Saved entries:
═══

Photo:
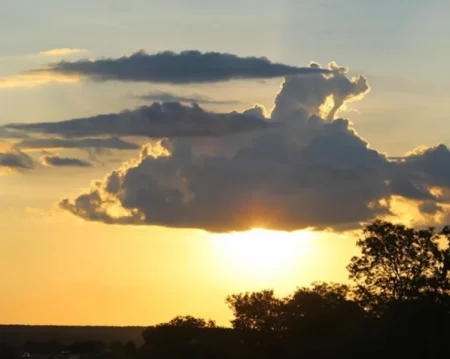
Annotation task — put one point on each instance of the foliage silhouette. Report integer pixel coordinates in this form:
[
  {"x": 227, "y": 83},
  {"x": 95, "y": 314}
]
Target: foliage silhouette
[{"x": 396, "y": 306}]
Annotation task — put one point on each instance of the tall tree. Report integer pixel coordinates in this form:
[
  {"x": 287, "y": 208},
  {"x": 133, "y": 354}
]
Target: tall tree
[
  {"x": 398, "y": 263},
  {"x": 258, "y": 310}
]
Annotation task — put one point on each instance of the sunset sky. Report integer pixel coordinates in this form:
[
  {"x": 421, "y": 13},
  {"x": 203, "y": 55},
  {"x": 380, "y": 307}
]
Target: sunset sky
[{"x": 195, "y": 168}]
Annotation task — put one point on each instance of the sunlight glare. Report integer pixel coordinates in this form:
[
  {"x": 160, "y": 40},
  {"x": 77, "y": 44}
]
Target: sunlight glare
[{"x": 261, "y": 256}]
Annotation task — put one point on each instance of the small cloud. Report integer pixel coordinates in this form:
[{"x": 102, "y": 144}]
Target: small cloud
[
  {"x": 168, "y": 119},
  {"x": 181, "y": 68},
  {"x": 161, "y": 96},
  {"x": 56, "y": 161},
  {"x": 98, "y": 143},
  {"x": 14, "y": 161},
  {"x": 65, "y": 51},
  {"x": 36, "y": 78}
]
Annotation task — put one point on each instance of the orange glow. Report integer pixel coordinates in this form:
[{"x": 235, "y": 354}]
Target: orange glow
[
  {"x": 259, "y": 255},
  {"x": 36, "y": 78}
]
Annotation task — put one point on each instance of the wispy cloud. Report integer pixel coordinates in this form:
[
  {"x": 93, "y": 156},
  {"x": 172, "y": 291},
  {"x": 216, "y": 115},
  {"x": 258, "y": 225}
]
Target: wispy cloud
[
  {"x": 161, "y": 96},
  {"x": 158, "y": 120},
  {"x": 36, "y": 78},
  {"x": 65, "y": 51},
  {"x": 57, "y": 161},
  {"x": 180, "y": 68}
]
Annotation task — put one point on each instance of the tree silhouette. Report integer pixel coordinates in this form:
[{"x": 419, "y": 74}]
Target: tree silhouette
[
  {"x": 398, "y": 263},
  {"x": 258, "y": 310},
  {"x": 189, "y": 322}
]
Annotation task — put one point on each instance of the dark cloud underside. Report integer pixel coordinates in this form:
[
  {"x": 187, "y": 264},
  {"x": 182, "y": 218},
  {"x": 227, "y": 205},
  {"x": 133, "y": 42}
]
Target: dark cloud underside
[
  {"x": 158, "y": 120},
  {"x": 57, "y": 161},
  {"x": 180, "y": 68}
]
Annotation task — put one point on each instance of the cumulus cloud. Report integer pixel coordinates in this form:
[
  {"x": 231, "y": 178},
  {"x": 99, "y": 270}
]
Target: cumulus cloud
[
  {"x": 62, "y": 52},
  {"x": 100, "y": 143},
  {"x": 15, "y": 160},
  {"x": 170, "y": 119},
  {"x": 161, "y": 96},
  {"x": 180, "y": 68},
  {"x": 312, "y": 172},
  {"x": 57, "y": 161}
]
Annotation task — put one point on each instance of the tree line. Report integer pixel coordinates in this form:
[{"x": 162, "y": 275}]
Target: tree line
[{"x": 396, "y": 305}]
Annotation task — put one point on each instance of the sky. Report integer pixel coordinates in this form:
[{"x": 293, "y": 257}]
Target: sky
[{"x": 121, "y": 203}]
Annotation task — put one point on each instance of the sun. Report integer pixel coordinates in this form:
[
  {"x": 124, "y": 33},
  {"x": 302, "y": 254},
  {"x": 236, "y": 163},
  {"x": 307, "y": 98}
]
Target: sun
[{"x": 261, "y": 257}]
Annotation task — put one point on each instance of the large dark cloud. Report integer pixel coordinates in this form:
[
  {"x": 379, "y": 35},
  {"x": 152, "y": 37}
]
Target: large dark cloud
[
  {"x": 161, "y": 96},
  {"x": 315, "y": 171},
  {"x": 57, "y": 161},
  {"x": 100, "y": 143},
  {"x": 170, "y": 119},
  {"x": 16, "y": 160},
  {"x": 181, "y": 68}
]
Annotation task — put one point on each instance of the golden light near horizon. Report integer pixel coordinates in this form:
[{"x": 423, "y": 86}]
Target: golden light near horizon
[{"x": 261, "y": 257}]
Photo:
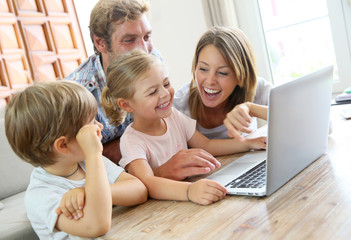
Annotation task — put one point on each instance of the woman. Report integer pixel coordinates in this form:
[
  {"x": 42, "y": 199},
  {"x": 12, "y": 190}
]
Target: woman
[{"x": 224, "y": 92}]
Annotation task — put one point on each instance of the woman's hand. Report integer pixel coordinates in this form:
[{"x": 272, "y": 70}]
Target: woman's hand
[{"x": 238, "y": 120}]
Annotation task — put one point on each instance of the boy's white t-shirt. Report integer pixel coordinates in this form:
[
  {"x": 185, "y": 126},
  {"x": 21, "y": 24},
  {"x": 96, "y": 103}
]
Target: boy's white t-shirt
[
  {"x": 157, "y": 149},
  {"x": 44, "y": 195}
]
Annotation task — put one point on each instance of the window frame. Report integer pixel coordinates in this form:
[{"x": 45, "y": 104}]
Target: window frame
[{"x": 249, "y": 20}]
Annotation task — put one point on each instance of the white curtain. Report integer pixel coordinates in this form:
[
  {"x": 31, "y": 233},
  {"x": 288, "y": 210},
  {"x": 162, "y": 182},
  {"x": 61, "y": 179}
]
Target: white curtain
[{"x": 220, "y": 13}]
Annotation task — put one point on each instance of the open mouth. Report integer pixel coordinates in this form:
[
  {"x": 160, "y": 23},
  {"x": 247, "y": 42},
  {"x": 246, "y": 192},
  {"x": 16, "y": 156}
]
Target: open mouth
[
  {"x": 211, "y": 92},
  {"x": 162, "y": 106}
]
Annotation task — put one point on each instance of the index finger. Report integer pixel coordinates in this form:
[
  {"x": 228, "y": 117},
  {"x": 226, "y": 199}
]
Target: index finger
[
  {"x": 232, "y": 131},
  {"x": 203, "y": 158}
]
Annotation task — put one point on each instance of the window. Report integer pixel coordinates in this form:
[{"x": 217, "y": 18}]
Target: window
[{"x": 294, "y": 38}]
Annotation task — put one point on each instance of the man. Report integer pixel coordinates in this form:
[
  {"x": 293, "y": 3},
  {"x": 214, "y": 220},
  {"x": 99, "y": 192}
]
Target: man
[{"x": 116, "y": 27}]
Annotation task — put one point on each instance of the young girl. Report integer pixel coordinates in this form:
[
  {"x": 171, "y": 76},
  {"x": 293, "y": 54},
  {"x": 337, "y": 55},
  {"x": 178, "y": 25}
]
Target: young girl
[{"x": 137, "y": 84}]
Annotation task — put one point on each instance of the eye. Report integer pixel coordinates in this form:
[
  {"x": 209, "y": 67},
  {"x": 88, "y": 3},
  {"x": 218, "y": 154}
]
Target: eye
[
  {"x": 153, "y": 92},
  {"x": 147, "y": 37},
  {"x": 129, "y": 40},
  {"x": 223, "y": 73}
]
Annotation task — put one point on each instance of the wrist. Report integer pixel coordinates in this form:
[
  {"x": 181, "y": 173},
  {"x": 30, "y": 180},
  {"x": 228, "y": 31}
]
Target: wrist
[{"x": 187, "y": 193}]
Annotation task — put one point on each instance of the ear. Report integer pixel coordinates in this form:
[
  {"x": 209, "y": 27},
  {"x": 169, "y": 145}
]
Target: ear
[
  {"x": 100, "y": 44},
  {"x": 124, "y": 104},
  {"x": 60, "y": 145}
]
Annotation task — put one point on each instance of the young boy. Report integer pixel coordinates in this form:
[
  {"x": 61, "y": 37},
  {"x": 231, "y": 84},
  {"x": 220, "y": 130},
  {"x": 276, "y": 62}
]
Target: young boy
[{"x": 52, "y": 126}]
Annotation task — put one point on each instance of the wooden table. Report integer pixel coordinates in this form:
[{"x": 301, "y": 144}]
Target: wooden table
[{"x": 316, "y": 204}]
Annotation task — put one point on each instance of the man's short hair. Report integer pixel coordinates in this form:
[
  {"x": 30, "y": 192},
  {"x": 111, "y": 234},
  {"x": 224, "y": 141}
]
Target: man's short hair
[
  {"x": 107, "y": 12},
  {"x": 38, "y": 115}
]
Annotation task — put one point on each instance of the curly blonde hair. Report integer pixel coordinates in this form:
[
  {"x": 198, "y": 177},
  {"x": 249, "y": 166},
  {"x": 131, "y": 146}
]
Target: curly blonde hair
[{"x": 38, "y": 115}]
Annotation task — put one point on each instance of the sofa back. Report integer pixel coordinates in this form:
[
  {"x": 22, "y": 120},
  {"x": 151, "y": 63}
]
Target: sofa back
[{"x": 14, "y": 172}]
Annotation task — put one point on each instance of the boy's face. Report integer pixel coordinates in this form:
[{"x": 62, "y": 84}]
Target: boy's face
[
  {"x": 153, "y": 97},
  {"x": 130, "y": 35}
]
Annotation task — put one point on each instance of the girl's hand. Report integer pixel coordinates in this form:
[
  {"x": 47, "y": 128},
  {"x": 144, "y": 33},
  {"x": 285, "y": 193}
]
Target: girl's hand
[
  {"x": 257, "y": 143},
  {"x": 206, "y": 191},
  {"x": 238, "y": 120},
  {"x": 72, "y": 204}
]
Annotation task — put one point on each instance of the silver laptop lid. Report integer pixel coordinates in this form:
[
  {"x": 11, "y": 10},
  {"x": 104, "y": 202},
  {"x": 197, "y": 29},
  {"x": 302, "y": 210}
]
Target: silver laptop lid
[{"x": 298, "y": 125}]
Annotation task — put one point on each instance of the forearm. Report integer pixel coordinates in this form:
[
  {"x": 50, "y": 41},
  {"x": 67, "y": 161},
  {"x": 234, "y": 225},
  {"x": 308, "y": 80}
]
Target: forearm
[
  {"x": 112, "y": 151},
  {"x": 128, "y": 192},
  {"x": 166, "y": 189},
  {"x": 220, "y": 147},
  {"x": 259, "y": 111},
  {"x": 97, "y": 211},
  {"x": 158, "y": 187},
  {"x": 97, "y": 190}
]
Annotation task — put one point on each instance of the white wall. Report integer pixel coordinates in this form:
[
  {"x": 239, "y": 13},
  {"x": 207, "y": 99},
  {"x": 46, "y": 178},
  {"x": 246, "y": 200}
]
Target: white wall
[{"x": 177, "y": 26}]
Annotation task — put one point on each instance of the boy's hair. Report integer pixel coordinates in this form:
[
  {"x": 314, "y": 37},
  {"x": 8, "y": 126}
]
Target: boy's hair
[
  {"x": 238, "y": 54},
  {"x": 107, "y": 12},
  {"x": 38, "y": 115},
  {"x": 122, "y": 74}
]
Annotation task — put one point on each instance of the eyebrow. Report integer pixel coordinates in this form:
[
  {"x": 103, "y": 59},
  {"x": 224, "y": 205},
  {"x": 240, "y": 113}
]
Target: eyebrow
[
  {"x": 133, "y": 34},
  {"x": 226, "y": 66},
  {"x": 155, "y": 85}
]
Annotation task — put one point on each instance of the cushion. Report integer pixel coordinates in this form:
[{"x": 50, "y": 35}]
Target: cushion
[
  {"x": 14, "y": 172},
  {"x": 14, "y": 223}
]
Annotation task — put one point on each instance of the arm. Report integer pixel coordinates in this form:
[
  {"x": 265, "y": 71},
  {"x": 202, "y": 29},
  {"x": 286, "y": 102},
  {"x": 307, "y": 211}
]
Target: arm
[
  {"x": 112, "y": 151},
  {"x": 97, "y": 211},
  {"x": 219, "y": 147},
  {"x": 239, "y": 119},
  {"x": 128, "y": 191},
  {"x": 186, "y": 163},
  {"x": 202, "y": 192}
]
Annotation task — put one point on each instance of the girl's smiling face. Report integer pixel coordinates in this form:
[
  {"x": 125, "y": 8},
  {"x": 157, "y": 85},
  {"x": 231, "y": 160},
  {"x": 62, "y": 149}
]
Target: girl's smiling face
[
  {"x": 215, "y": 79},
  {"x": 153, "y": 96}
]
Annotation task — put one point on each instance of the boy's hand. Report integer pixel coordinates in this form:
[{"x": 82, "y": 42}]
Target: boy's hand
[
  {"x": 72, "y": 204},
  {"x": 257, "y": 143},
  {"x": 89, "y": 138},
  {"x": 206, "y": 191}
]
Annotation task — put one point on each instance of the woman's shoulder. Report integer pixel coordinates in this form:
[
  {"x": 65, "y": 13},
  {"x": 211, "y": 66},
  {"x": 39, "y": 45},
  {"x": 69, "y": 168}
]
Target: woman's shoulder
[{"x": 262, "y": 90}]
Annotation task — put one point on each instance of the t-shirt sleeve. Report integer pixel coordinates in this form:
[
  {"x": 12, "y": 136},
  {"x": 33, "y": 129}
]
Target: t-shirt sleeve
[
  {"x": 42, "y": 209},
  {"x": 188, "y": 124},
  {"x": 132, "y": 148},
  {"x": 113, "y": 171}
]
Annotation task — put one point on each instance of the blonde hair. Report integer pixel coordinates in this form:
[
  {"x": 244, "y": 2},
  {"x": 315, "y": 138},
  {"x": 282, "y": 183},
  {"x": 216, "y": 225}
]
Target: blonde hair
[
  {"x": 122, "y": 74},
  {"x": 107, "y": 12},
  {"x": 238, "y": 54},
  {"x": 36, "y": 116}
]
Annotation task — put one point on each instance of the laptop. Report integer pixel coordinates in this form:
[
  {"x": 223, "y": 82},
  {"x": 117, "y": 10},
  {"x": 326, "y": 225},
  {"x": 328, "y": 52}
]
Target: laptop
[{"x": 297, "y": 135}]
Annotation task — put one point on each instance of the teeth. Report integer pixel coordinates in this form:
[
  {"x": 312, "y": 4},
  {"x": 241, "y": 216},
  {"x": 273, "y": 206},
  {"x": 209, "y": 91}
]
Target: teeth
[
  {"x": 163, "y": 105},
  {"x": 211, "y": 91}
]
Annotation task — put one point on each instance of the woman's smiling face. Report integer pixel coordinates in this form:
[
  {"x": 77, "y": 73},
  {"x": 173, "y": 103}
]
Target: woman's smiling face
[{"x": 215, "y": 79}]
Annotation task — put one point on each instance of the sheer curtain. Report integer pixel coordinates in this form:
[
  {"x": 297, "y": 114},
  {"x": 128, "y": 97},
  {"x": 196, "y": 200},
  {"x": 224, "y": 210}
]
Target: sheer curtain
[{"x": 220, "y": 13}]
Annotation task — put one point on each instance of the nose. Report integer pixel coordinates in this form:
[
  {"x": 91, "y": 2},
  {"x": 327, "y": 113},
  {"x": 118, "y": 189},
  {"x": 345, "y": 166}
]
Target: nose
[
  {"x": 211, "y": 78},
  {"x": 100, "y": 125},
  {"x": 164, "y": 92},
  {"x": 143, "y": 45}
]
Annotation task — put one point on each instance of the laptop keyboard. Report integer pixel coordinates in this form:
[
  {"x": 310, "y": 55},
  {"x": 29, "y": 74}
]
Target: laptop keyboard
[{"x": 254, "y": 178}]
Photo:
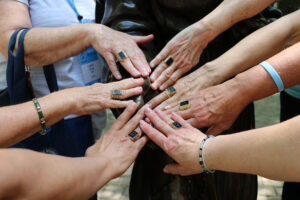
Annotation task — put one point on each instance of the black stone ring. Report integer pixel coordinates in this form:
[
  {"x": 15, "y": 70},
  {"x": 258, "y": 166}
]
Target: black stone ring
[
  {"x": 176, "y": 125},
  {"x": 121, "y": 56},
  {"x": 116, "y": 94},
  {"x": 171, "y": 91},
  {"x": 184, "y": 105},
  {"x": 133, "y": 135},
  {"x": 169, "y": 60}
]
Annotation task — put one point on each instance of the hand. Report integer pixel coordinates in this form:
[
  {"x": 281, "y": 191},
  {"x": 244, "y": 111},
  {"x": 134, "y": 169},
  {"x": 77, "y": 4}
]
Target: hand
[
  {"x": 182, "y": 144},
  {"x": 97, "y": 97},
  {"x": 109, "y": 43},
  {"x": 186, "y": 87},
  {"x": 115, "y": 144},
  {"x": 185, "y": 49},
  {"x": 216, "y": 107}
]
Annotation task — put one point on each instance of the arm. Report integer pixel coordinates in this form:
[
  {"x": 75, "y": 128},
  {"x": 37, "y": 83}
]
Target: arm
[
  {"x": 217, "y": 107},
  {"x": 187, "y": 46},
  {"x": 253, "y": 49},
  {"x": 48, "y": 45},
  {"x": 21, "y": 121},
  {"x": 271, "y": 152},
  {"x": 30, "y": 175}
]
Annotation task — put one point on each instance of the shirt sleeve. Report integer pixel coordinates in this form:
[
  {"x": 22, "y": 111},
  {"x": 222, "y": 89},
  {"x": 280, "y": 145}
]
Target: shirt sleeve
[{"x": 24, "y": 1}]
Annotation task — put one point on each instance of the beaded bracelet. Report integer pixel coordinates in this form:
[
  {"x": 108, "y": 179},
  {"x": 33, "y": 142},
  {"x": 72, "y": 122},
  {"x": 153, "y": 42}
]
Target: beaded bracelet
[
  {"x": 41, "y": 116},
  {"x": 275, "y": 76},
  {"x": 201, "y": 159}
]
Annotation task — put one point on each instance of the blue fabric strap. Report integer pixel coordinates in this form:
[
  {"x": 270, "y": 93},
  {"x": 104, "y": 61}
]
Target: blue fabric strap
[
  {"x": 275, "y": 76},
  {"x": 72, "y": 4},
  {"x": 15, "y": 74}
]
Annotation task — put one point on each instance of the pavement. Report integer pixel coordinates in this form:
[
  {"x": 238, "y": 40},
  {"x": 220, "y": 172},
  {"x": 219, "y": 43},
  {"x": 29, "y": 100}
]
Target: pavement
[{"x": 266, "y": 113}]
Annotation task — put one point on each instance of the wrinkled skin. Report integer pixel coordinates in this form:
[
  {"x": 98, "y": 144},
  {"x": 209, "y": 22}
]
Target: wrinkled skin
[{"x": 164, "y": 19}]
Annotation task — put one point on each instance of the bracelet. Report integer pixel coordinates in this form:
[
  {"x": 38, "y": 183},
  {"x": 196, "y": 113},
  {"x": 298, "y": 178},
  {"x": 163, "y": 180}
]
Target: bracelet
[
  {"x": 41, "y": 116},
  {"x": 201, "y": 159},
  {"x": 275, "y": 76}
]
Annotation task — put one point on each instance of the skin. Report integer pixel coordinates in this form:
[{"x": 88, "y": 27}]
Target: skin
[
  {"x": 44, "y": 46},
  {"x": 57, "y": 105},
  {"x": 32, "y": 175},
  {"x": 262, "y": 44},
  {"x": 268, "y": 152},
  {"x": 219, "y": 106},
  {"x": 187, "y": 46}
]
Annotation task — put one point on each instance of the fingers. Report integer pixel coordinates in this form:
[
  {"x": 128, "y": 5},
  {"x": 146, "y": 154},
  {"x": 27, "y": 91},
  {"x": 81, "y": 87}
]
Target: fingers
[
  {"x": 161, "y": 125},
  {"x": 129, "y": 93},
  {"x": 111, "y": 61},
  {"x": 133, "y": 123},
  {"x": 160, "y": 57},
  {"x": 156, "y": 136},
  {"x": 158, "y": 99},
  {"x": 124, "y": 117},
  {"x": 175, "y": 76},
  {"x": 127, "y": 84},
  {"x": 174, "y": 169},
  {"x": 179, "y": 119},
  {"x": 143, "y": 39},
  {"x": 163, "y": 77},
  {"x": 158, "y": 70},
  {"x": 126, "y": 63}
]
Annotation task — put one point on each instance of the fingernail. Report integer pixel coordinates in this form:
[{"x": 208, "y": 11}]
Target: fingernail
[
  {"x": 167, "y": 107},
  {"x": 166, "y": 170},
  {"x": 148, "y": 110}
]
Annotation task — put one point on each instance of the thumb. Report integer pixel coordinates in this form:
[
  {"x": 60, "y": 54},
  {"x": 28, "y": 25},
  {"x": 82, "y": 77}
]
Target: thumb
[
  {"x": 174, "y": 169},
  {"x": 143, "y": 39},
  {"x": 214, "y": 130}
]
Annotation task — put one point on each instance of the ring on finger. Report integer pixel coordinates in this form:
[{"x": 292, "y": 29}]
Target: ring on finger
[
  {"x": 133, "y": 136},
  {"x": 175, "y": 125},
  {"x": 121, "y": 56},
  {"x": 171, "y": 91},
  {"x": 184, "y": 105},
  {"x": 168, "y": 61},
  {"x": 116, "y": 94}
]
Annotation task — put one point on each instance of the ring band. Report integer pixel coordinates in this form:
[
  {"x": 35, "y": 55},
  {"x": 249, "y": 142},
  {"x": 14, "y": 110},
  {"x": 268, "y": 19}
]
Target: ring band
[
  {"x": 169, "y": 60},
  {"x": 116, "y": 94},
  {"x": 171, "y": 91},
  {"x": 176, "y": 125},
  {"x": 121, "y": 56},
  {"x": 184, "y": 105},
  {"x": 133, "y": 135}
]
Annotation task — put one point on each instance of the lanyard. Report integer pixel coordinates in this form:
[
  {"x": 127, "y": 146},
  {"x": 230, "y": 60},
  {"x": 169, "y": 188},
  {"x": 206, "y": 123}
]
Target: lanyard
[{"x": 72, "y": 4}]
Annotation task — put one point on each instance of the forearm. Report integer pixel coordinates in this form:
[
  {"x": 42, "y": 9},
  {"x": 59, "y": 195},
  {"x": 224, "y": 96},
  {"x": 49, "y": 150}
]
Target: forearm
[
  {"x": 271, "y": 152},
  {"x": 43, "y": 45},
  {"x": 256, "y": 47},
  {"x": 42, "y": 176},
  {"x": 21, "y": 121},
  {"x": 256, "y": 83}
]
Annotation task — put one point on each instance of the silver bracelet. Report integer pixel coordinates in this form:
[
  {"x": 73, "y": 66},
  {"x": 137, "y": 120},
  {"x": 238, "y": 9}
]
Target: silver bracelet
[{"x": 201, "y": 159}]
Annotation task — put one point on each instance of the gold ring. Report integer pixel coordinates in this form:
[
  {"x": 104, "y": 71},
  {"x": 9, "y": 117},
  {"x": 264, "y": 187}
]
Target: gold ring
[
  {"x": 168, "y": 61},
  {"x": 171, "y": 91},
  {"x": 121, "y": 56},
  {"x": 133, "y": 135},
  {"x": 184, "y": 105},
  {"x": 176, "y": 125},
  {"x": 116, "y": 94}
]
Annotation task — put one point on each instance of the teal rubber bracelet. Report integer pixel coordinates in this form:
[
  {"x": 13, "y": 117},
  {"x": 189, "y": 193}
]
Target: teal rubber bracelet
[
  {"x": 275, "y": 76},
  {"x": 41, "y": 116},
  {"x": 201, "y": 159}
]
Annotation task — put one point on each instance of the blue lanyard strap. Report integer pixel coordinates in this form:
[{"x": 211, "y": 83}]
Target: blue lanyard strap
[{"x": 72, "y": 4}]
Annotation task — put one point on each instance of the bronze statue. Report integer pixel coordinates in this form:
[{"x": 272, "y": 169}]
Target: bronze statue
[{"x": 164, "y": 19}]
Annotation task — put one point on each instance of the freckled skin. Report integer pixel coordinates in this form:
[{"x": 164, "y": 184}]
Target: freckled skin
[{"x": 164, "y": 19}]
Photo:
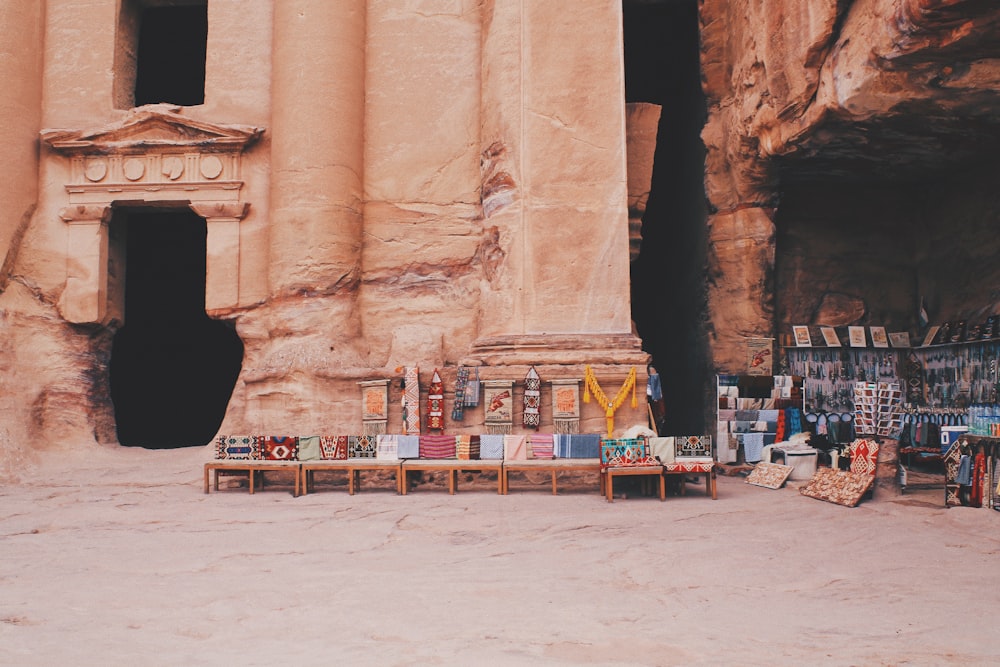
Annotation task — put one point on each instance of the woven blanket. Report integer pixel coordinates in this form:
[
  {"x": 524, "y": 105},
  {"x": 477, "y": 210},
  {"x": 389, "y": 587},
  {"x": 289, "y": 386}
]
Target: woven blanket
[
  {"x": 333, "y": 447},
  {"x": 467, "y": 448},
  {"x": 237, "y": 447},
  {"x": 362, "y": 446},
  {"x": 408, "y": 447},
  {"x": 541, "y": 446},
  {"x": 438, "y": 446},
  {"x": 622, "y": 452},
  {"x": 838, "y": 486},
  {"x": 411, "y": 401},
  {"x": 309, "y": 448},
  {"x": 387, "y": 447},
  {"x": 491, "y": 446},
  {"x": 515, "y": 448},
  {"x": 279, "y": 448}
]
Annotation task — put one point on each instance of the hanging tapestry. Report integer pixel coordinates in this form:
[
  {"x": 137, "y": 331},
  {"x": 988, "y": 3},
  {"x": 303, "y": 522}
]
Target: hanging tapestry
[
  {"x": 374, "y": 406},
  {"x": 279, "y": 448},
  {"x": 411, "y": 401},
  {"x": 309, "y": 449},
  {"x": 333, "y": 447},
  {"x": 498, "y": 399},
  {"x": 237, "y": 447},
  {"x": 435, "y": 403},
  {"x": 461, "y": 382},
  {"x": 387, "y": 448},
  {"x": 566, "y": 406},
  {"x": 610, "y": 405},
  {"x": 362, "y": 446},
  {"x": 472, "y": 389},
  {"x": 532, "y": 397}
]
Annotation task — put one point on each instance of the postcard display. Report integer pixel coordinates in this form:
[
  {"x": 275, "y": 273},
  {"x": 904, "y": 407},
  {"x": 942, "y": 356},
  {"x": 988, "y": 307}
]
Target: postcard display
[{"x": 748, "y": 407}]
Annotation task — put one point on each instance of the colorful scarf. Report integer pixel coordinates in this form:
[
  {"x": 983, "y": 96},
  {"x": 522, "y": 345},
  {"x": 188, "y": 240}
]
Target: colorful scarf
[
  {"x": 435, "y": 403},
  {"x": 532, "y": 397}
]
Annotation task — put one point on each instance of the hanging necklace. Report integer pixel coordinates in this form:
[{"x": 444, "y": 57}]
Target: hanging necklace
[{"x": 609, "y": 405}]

═══

Work order
Exactly the lines from the one with "Target: postcard display" through the end of the entries, both included, should be written out, and no others.

Solution to this task
Target: postcard display
[{"x": 748, "y": 407}]
Annotation task — put one point on each instance of the colorful scarf. Report integer pixel coordinates in this form:
[
  {"x": 983, "y": 96},
  {"x": 522, "y": 345},
  {"x": 188, "y": 240}
]
Target: colorful scarf
[
  {"x": 435, "y": 403},
  {"x": 532, "y": 397}
]
Annotation task — put one point on each instance of the hanging necklace. Report integer pixel coordinates in this form:
[{"x": 444, "y": 57}]
Target: hanging necklace
[{"x": 609, "y": 405}]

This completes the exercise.